SUPPLIED MATERIAL:
--------------------------------------------------
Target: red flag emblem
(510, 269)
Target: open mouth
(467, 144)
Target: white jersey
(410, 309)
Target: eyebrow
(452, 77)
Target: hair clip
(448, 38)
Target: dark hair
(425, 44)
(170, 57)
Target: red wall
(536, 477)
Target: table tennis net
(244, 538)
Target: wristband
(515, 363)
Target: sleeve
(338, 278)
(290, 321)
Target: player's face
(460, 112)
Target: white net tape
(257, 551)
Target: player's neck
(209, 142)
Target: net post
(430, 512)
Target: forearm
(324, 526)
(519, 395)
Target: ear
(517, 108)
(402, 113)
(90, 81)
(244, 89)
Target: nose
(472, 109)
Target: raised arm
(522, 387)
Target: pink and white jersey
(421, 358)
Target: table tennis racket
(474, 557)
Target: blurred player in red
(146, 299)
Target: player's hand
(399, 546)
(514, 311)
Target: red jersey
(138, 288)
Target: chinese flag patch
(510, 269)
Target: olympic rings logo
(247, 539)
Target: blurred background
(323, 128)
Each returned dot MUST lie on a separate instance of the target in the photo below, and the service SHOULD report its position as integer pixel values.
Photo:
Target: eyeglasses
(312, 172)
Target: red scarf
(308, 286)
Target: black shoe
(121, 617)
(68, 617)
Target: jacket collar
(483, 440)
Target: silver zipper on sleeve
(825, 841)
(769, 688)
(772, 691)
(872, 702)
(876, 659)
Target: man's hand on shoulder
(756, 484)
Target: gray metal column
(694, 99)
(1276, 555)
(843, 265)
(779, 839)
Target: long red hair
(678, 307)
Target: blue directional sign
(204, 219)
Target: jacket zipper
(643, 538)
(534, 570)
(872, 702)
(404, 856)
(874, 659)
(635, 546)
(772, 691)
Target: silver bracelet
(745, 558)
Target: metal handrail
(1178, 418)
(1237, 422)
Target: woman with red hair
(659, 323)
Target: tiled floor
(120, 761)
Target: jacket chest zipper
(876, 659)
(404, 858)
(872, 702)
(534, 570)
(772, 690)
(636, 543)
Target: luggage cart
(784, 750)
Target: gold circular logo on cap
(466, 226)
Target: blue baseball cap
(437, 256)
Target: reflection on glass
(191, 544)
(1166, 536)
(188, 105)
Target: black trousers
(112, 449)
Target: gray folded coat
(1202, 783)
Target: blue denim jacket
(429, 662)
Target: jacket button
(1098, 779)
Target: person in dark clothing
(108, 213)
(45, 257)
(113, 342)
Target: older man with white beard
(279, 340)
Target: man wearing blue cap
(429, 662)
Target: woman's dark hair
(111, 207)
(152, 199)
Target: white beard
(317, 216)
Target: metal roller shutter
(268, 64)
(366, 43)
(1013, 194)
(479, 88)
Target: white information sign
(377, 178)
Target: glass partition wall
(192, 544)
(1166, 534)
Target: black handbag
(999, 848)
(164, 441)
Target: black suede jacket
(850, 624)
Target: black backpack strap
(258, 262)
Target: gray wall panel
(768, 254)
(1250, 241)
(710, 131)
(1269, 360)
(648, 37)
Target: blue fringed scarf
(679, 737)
--------------------------------------------------
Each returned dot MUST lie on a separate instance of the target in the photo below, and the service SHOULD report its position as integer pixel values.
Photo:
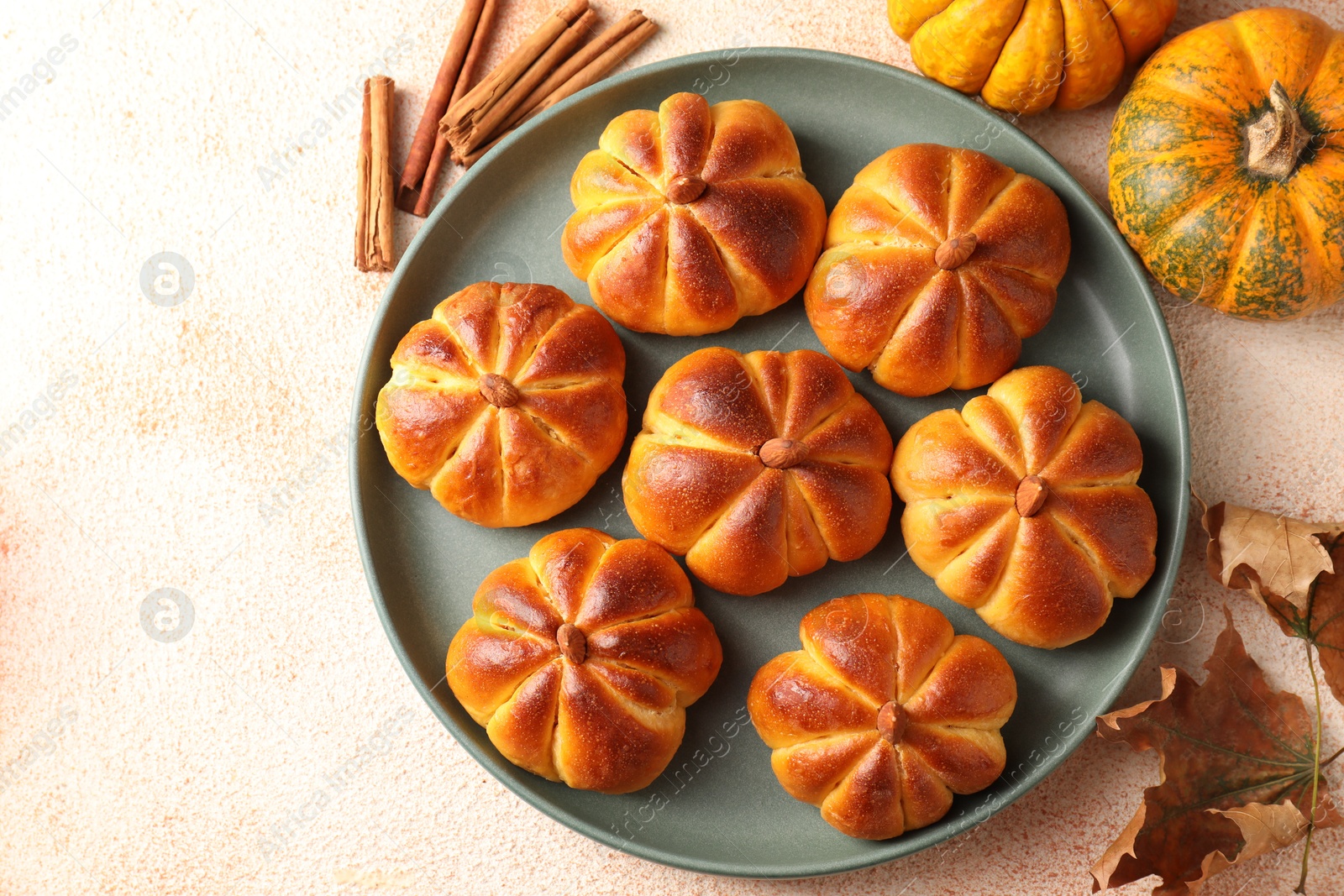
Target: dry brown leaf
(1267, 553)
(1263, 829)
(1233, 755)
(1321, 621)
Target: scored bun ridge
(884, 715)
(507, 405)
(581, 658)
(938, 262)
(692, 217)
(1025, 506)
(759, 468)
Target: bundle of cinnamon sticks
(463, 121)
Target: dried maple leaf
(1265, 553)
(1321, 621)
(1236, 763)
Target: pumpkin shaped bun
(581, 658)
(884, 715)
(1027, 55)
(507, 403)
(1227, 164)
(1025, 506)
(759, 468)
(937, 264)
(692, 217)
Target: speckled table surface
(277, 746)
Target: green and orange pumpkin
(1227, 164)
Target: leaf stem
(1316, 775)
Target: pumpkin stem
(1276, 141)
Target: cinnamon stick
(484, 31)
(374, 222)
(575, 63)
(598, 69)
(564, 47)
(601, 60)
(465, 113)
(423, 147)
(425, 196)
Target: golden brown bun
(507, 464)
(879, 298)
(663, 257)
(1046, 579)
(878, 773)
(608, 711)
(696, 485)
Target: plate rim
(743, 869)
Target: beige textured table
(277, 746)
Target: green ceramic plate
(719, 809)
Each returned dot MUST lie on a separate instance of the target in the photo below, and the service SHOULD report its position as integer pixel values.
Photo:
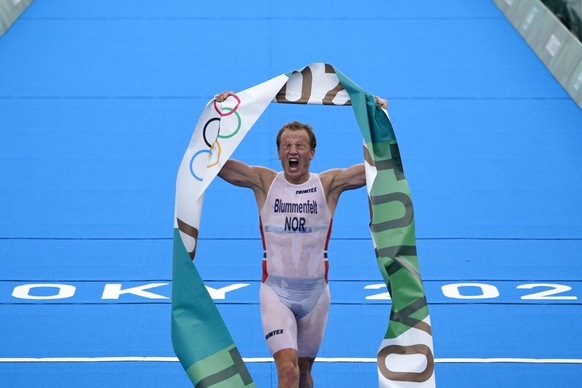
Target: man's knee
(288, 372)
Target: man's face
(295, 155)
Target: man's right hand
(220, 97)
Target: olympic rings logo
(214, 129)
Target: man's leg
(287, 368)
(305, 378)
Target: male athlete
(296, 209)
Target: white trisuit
--------------------------------------------------
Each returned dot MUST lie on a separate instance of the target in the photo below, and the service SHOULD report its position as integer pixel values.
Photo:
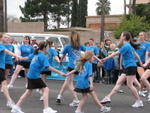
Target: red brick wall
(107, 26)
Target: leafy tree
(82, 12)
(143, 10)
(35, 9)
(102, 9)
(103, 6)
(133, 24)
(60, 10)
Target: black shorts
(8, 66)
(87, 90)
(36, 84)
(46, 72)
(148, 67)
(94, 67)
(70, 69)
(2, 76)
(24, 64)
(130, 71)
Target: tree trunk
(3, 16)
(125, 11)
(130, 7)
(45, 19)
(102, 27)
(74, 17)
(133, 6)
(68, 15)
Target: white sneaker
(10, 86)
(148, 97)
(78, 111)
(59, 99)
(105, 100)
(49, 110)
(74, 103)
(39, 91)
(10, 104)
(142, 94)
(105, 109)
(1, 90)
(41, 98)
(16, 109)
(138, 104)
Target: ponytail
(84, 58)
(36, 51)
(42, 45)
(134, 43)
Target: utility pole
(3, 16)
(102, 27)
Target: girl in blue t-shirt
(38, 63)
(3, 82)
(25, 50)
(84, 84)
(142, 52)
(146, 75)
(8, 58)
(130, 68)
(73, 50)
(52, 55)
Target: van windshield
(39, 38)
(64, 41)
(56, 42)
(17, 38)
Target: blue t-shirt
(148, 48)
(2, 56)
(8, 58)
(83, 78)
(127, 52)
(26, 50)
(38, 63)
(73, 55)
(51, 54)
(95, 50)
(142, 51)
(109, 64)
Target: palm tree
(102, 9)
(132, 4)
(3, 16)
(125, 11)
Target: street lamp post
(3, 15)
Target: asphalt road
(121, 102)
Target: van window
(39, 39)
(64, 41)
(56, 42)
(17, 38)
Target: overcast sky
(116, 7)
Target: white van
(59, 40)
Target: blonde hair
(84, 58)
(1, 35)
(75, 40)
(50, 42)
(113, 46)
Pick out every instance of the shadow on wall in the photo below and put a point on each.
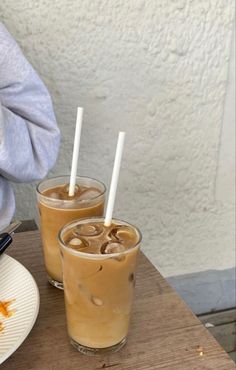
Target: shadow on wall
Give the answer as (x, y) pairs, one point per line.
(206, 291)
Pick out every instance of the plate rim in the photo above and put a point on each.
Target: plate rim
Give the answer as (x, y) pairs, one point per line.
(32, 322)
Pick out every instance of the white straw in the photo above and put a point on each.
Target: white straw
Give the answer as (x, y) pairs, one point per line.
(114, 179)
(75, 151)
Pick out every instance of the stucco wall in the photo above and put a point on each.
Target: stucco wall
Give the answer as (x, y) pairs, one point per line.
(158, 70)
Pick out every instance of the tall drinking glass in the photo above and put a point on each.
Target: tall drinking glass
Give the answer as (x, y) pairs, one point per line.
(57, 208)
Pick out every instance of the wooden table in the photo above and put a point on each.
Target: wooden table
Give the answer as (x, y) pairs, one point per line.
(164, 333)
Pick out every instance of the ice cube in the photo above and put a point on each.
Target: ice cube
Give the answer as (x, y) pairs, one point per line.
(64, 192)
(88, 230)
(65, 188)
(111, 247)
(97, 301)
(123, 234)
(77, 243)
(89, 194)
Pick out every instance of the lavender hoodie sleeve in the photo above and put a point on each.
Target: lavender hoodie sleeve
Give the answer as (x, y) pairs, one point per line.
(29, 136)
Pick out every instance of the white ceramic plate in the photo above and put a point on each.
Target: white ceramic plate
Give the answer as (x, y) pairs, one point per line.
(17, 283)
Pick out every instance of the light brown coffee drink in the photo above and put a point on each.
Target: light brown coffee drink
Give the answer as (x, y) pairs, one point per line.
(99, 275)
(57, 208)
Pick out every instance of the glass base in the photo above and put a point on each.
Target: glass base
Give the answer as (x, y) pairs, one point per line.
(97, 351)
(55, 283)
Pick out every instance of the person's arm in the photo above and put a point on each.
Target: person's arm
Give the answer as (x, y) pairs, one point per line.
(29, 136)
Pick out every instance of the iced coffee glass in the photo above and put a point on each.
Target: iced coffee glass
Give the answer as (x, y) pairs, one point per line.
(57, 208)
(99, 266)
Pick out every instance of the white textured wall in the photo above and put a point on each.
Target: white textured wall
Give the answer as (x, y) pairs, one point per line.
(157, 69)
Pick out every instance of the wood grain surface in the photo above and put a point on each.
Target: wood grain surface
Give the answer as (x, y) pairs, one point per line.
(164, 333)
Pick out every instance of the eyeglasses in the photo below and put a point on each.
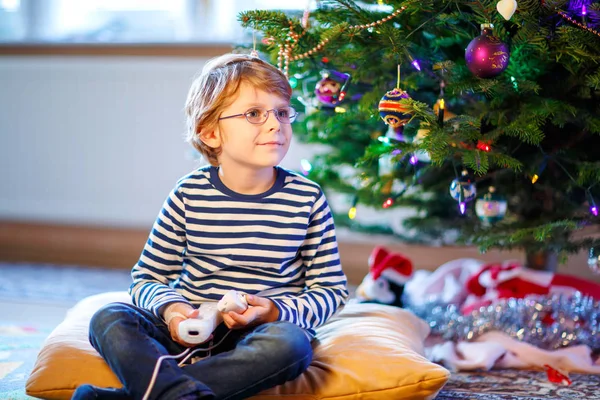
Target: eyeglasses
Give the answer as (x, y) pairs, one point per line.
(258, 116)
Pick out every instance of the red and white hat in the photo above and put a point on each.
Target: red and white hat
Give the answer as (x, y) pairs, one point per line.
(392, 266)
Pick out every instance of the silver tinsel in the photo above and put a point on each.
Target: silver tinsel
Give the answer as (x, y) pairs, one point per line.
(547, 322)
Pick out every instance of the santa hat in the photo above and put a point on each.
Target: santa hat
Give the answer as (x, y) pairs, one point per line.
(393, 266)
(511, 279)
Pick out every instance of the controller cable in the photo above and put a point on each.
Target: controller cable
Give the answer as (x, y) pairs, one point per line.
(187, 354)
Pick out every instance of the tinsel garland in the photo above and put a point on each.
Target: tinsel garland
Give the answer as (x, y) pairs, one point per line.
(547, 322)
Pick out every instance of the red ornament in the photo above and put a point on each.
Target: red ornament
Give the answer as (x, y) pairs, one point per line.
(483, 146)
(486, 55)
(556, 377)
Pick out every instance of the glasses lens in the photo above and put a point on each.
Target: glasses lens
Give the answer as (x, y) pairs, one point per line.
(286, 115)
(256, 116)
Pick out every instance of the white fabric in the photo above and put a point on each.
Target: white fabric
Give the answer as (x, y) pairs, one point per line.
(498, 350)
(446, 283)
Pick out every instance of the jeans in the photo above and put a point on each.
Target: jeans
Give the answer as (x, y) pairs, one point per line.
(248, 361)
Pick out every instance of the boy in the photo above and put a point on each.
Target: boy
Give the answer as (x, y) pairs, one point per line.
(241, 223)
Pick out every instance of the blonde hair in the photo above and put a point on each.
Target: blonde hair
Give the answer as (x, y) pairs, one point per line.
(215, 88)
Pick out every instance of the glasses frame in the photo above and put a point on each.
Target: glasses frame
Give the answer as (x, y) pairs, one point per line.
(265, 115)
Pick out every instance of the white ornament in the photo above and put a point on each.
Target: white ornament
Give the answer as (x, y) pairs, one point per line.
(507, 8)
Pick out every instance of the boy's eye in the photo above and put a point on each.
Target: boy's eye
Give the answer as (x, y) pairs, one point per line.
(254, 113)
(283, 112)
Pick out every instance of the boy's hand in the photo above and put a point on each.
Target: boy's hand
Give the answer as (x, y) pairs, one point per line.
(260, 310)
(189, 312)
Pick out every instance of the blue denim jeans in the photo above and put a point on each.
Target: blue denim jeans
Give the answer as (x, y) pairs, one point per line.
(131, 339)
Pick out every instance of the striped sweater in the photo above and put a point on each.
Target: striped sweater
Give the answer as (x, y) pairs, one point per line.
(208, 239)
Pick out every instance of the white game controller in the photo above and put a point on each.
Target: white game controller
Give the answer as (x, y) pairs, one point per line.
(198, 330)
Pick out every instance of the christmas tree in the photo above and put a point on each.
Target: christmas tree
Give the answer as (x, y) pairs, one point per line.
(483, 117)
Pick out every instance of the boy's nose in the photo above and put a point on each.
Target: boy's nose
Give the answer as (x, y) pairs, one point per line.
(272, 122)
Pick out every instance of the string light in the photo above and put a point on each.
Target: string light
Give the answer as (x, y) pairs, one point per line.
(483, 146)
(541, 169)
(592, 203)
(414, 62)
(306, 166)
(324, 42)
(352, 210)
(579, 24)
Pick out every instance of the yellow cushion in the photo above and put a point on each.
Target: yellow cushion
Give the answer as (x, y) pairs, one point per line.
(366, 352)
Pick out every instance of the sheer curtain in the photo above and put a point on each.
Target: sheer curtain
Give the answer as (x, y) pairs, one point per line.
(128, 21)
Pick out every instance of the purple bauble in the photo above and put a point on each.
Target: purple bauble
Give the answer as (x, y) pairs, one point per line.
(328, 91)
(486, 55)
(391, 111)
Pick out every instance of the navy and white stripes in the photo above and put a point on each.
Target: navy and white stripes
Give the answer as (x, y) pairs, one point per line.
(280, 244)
--------------------------------------------------
YOUR OBJECTIVE:
Restate word for word the entries above, starting at the line with "Target: boy's eye" and ending at the line with "Target: boy's hand", inclusive, and no others.

EXERCISE SOLUTION:
Target: boy's eye
Give the answer as (x, y) pairs, one point per line.
(254, 113)
(283, 112)
Pick out every instance of the boy's hand in the photo above and put a point on each.
Target: boy's hand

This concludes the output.